Metinden alıntı -
● ● ● ●

Uzun vadede ise İsrail ile askeri işbirliği kapsamında imzalanan toplam 9 anlaşmanın ciddi şekilde irdelenmesi. İsrail gemilerinin Türkiye’deki deniz üslerine girişlerine kısıtlama getirilmesi, Misafir askeri öğrenci ve subayların Türkiye’de eğitim almalarını öngören anlaşmaların revize edilmesi, TSK’nın gündemindeydi. Ordunun bu haysiyetli girişimlerine karşı AKP’li Milli Savunma Bakanlığı’ndan bunların tersi ve İsrail’e teslimiyetçi bir açıklama gelmesi dikkat çekiciydi.

MİT’in işlevi ve işleyişi

Hakkındaki ezber yorumları bir zemine oturtmak için önce içinden geçtiğimiz bu virajın adını doğru koymak gerekiyordu. Bu virajın adı: “istihbaratın yeniden organizasyonu”ydu.

Ve bu viraj devletin içindeki bütün alan çekişmelerine rağmen; Yeni Devlet’in mutabakatı ile alınıyordu. Bu süreci sadece AKP tabanlı okumak; AKP fenomeninin bir neden değil, sonuç olduğu gerçeğini gözardı etmekle eşanlamlıdır. Hatalı bir analiz olacaktır.

Medyada çıkan haberler doğruysa, Hakan Fidan’ın “yeniden organizasyon” projesine kafa yorduğu; Türkiye’de istihbaratın iç ve dış istihbarat gibi iki farklı kola ayrılması ve elektronik istihbarat için ABD’nin NSA kurumu benzeri bir kurum kurulması gibi konulara yoğunlaştığı anlaşılmaktadır.

Bu tespitlerin doğruluğu veya yanlışlığı; yurtdışındaki diğer istihbarat teşkilatlarının hangi yönleri ile örnek alınması gerektiği tartışması, bu yazının kapsamı dışındadır.

Türkiye gibi bir ülkede iç ve dış istihbaratı ayırmanın; ABD’nin jeopolitiği ile Türkiye’nin jeopolitiğini aynı kefeye koyan yanlış bir yaklaşım olduğu savunulabilir fakat Hakan Fidan’ın bu ülkeye yapabileceği en büyük hizmet çok daha temel bir konuda yatmaktadır.

● ● ● ●

Sağlanan veri -
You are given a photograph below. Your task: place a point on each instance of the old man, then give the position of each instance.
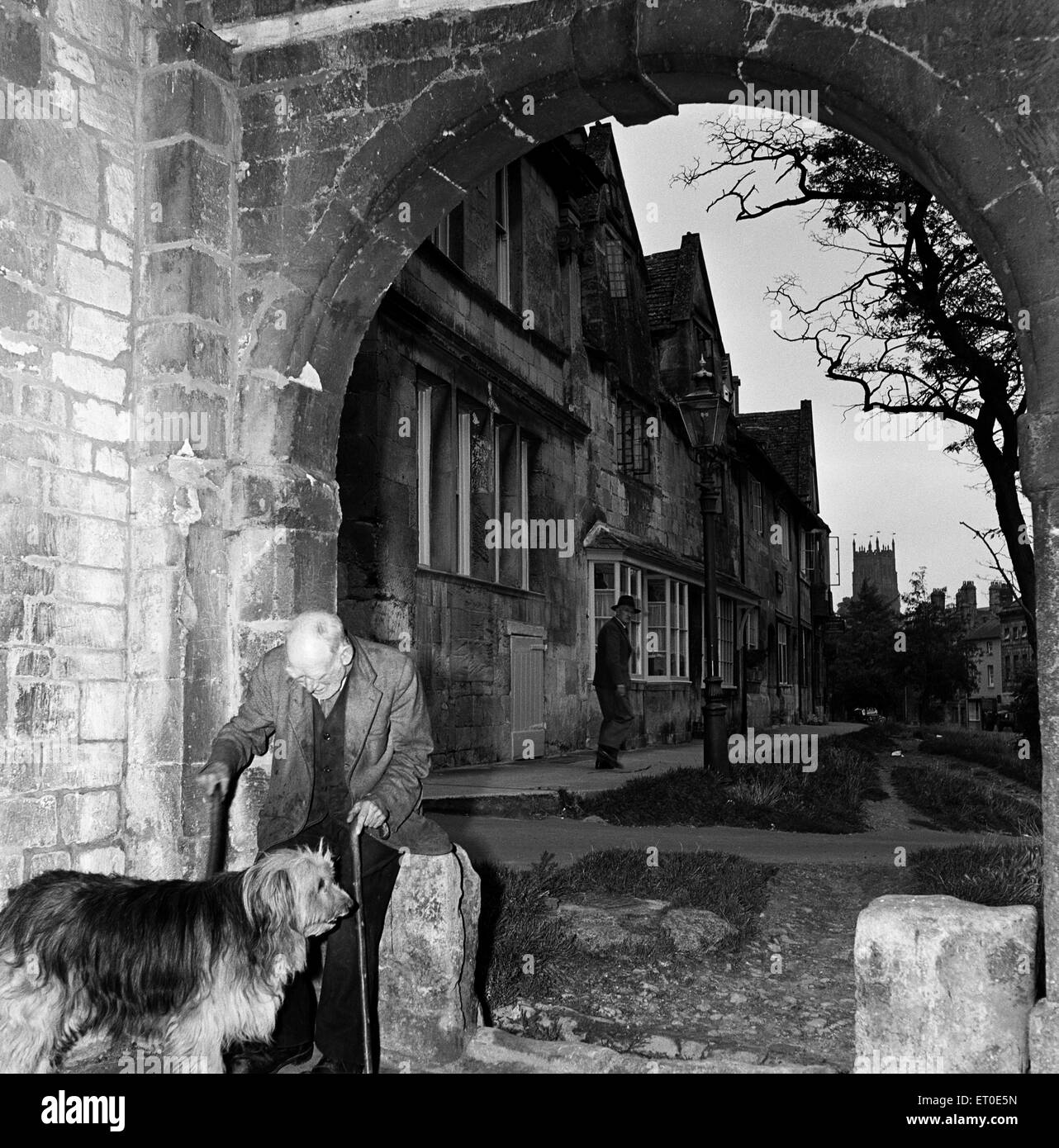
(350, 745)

● ● ● ●

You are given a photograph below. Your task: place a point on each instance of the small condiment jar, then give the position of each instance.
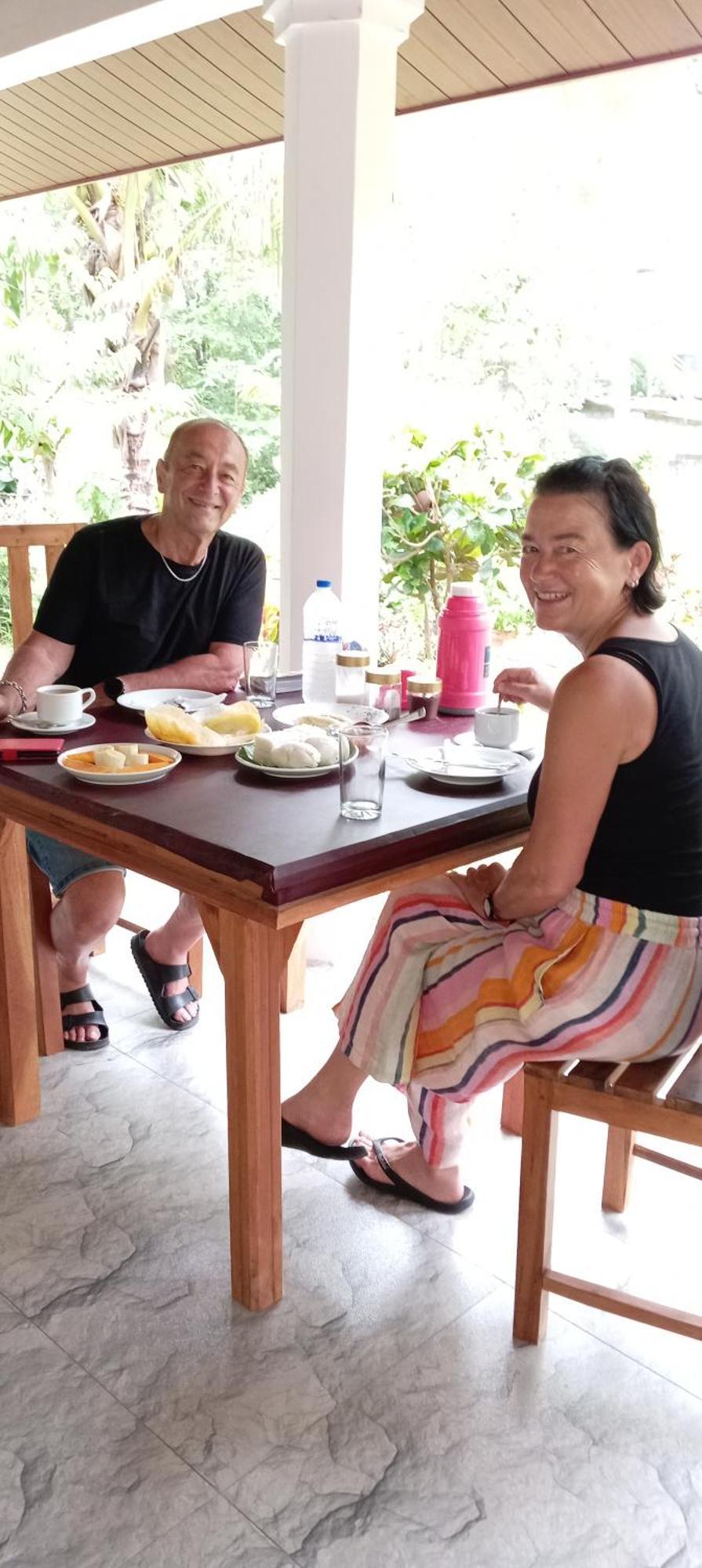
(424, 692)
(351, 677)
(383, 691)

● ● ● ●

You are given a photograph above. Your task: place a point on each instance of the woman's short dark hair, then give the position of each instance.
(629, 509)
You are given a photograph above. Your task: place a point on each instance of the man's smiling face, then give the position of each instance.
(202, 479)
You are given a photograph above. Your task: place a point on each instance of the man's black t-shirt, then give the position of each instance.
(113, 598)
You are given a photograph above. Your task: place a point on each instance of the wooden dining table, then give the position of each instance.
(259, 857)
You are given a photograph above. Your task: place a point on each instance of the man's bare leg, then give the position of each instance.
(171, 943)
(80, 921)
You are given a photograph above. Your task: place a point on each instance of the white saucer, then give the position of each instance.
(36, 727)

● ● ● ●

Yapılacak iş -
MİT'i ve istihbaratın yeniden organizasyonunu ele alan yazıyı son cümlesinden sonra sürdürebilir misiniz?

Sonuç -
Onu da şu soru içinde aramalıdır: Acaba istihbaratın ülke dinamiklerinde rolü ne olmalıdır?

“The Good Shepherd” filminde; CIA’in kuruluş yıllarını ele alan; ABD istihbarat tarihinin önemli isimlerinden Sullivan’ı oynayan Robert De Niro, çaylak Matt Damon’a kurduğu servisin geldiği nokta hakkında şikayet ederken şu cümleyi kullanmıştı:

“Ben bu servisi Amerikan’ın gözü ve kulağı olsun diye kurdum; kalbi ve beyni olsun diye değil”

Bir istihbarat teşkilatının o ülkenin çıkarları için gözü ve kulağı olmaktan çıkıp; o ülkenin kaderini belirleyen kararları almaya başlayan bir beyin ve kalbe dönüşmesi, ülke ve istihbarat teşkilatı için sorunun başladığı noktayı oluşturmaktadır.

Dünyada siyaset kurumu ile istihbarat teşkilatları arasında özellikle 11 Eylül’den sonra, şiddeti artan bir kavga yaşanmaktadır. İstihbarat teşkilatlarının siyaseti bizzat yönlendirmeye çalıştığı, hatta bizzat devlet başkanları, siyaset liderleri atadığı ve hazırlayıp pazarladığı bu süreç, oldukça karışık ve karanlıktır.

 “Bir CIA Ajanı Olarak Obama”nın rolü açıkça ortadadır.

Türkiye’de ise durumun pek farklı olmadığı bugüne kadar birçok ciddi iddiaya konu olmuş durumdadır.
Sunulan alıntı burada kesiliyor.